***** Extract provided *****
Transdev-owned bus operator

The Blackburn Bus Company operates both local and regional bus services in Greater Manchester and Lancashire, England. It is a subsidiary of Transdev Blazefield, which operates bus services across Greater Manchester, Lancashire, North Yorkshire and West Yorkshire.

==History==
In April 2001, Stagecoach sold their operations in Blackburn, Bolton and Clitheroe to the Blazefield Group, which rebranded them as Burnley & Pendle and Lancashire United. The sale was valued at £13 million. Prior to the sale, many of the newer vehicles purchased following earlier investment by Stagecoach were transferred to other subsidiaries, being replaced by older vehicles.

Following the sale, investment commenced with a fleet of 30 Wright Renown bodied Volvo B10BLE single-deck vehicles introduced into service in September 2001. A number of service revisions followed and many marginal services were withdrawn, with a strategy of developing a network of high-quality trunk routes. Most of the company's contracted services with Lancashire County Council were terminated, with operations transferred to Northern Blue.

In August 2002, the company's depot in Bolton was sold to Blue Bus and Coach Services. The contracted services in Clitheroe were ceased, with the land sold to a housing developer. Operation of the majority of the contracted services in the area was transferred to Northern Blue.
***** Extracted records *****
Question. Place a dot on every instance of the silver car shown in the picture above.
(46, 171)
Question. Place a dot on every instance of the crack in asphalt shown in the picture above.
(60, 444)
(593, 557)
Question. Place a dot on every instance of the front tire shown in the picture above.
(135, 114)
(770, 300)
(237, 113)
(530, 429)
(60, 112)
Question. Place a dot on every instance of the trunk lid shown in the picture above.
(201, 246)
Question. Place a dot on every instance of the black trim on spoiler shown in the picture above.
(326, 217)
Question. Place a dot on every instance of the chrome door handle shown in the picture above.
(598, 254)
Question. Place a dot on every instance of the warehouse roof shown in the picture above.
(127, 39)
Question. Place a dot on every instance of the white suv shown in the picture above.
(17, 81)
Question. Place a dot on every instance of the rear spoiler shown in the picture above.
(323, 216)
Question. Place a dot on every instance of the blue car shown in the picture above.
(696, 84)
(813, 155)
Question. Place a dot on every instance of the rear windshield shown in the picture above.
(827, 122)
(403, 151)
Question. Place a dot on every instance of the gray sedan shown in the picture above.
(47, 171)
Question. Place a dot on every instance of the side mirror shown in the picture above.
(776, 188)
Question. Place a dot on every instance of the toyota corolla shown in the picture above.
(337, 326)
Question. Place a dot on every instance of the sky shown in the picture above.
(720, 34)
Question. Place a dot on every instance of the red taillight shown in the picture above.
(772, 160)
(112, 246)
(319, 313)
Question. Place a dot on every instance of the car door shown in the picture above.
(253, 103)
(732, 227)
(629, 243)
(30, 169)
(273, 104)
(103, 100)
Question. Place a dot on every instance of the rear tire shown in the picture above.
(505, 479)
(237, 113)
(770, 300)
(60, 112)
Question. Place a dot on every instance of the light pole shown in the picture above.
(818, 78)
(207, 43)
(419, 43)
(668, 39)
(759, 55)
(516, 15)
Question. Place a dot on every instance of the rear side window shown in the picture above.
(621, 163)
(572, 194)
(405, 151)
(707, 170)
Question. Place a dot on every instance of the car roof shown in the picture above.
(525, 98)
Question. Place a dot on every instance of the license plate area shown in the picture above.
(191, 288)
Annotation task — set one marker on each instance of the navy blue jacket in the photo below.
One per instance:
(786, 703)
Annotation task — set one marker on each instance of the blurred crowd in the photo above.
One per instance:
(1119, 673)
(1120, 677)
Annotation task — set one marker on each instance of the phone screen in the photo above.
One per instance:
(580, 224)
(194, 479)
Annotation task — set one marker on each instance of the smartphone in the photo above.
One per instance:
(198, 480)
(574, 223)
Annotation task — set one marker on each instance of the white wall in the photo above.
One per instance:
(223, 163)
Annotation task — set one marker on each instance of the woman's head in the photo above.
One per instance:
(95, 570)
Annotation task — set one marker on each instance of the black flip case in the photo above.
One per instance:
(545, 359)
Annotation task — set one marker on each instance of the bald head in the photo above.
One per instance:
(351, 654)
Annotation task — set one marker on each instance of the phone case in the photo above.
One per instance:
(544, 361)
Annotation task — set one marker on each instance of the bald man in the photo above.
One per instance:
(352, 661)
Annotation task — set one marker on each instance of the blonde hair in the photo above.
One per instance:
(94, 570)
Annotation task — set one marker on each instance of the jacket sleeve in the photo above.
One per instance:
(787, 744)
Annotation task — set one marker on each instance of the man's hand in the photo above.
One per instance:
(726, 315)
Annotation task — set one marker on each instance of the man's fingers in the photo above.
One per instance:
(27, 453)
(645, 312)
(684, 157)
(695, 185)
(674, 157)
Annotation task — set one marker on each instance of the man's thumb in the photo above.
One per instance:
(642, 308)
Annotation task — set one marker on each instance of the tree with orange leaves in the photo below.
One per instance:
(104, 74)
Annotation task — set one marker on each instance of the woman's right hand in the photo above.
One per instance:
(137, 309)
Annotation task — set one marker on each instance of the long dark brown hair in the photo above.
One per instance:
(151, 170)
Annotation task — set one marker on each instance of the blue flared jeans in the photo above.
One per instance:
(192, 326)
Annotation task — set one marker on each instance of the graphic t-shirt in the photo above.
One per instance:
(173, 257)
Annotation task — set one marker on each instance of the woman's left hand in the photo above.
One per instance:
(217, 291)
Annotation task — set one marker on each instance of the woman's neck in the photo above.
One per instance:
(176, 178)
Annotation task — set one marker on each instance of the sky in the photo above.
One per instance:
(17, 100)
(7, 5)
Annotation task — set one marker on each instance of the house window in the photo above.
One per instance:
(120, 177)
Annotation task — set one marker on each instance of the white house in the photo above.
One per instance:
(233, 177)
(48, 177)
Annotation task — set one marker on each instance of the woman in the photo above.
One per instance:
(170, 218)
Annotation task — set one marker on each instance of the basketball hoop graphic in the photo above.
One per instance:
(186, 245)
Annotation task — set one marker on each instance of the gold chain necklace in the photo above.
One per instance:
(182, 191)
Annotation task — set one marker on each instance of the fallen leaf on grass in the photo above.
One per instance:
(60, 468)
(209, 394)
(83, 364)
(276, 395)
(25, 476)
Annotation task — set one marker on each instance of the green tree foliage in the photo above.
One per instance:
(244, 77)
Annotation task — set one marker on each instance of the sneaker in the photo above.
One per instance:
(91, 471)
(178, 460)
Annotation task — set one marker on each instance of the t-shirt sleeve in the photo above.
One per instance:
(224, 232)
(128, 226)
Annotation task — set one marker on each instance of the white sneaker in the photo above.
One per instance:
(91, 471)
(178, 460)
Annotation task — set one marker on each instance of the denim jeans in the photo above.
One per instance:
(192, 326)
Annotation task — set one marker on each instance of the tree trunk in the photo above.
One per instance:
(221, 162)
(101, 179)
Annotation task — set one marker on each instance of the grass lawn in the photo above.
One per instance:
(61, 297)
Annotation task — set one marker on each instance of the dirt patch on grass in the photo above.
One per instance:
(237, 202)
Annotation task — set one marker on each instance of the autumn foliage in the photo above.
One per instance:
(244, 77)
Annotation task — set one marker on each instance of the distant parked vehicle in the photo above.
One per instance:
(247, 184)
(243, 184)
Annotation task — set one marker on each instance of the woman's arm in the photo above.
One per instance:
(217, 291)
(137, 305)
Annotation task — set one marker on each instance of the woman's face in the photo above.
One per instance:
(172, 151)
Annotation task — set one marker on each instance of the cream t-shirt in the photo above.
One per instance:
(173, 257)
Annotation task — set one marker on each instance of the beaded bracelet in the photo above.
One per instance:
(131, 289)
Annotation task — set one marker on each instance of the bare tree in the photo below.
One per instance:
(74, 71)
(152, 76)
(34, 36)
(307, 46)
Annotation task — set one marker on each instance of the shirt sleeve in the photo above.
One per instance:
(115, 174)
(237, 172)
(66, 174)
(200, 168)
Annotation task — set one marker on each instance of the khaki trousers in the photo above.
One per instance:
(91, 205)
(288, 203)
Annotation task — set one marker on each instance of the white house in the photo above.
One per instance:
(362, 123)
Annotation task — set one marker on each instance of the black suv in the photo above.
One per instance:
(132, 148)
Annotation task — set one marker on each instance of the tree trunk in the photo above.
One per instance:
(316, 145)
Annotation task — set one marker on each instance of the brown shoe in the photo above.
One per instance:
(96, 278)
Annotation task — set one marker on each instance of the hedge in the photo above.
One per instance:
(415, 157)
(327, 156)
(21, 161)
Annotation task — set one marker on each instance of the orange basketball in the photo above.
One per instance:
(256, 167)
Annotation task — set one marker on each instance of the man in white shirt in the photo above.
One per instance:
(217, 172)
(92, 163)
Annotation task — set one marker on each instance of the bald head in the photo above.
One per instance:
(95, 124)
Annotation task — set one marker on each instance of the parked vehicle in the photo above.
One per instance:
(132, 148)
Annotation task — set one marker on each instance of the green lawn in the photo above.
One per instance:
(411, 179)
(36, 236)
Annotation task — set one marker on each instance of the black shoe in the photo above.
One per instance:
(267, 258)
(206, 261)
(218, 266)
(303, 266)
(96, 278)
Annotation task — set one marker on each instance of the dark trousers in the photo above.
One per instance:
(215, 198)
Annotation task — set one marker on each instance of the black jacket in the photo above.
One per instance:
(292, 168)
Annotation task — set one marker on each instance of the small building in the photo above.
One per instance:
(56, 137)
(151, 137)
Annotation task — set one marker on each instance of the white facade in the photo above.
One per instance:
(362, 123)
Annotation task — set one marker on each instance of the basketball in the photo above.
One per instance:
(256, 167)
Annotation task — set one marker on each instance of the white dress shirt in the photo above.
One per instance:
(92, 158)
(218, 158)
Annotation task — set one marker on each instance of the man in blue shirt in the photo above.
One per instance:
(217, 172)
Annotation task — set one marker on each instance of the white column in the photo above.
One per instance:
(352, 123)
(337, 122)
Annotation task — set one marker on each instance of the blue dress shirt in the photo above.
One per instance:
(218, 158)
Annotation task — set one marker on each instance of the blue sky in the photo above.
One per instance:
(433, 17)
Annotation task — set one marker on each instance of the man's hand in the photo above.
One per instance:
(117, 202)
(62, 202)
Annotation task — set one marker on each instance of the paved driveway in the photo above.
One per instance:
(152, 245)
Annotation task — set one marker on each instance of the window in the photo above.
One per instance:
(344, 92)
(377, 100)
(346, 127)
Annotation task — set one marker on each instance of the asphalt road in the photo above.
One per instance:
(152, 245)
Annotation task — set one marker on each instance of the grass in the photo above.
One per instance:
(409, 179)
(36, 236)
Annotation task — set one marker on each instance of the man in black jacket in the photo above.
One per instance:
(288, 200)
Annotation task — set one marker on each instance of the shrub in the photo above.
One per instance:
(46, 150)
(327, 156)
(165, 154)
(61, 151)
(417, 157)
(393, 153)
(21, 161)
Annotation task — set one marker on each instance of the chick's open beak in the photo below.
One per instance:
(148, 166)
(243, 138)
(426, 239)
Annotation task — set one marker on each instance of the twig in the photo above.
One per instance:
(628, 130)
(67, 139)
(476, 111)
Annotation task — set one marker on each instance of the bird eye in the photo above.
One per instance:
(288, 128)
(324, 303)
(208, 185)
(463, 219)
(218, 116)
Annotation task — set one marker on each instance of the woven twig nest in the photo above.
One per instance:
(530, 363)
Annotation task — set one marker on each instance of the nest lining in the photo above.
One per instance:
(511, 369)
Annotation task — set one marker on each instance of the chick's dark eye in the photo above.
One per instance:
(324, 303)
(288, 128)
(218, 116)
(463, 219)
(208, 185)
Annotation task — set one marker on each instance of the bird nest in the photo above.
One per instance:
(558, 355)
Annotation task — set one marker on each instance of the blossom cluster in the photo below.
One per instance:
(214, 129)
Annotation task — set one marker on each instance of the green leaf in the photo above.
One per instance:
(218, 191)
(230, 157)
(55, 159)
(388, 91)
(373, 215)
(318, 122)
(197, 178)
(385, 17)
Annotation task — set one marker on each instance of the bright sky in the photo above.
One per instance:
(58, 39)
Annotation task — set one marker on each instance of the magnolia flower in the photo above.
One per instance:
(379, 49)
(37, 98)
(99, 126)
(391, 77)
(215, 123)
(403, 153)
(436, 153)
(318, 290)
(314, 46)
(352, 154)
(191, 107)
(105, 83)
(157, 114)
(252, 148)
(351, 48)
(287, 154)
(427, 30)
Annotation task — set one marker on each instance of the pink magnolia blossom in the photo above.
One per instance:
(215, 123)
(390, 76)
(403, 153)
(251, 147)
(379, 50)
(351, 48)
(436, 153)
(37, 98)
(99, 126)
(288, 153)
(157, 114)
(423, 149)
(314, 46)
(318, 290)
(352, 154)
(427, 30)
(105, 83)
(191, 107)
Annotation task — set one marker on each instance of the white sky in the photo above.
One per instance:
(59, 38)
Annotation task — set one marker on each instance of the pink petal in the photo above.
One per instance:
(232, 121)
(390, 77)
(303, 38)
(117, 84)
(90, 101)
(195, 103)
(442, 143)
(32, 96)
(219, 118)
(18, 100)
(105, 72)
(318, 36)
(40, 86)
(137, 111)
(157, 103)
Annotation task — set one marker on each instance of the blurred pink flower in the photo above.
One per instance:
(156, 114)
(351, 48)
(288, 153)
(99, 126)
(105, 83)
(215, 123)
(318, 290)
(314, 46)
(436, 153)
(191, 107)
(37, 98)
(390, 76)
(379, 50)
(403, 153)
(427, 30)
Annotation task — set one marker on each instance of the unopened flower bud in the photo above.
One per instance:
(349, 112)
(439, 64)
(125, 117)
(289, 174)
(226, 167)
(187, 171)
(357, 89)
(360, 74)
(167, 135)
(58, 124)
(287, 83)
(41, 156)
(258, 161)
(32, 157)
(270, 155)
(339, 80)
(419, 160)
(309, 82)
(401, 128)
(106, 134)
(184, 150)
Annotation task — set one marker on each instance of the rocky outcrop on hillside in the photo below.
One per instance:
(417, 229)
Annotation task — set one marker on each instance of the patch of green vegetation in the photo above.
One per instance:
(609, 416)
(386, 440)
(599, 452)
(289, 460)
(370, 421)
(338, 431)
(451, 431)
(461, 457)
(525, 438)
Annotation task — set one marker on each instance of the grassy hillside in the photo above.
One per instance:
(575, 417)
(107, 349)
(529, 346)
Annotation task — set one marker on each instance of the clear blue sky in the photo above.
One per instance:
*****
■ Work to complete ■
A. Answer the following from the extract on the Blackburn Bus Company:
(i) Of which company is the Blackburn Bus Company a subsidiary?
(ii) At what amount was the April 2001 sale valued?
(iii) To whom was the company's depot in Bolton sold in August 2002?
B. Resume the history of the Blackburn Bus Company from the final sentence of the extract on that operator.

■ Expected outputs ■
A.
(i) Transdev Blazefield
(ii) £13 million
(iii) Blue Bus and Coach Services

B.
In January 2006, French-based operator Transdev acquired the Blazefield Group, along with 305 vehicles. Unlike other subsidiaries within the group, Lancashire United retained the pre-acquisition name.

In August 2006, Blackburn with Darwen Borough Council announced that after 125 years of municipal ownership, Blackburn Transport had been sold to Transdev Blazefield. The sale was finalised in January 2007.

In August 2007, Accrington Transport and Northern Blue were acquired, along with the transfer of staff and 65 vehicles. This resulted in services in Clitheroe being reacquired by Lancashire United for a second time. However, these services were subsequently withdrawn in June 2008. In September 2009, Transdev Northern Blue was integrated into the Transdev Burnley & Pendle business.

In August 2011, the former Stagecoach Ribble depot in Blackburn (Manner Sutton Street) was closed, with operations subsequently merged with the former Blackburn Transport depot at Intack.

In July 2016, the company was again rebranded, now operating as The Blackburn Bus Company.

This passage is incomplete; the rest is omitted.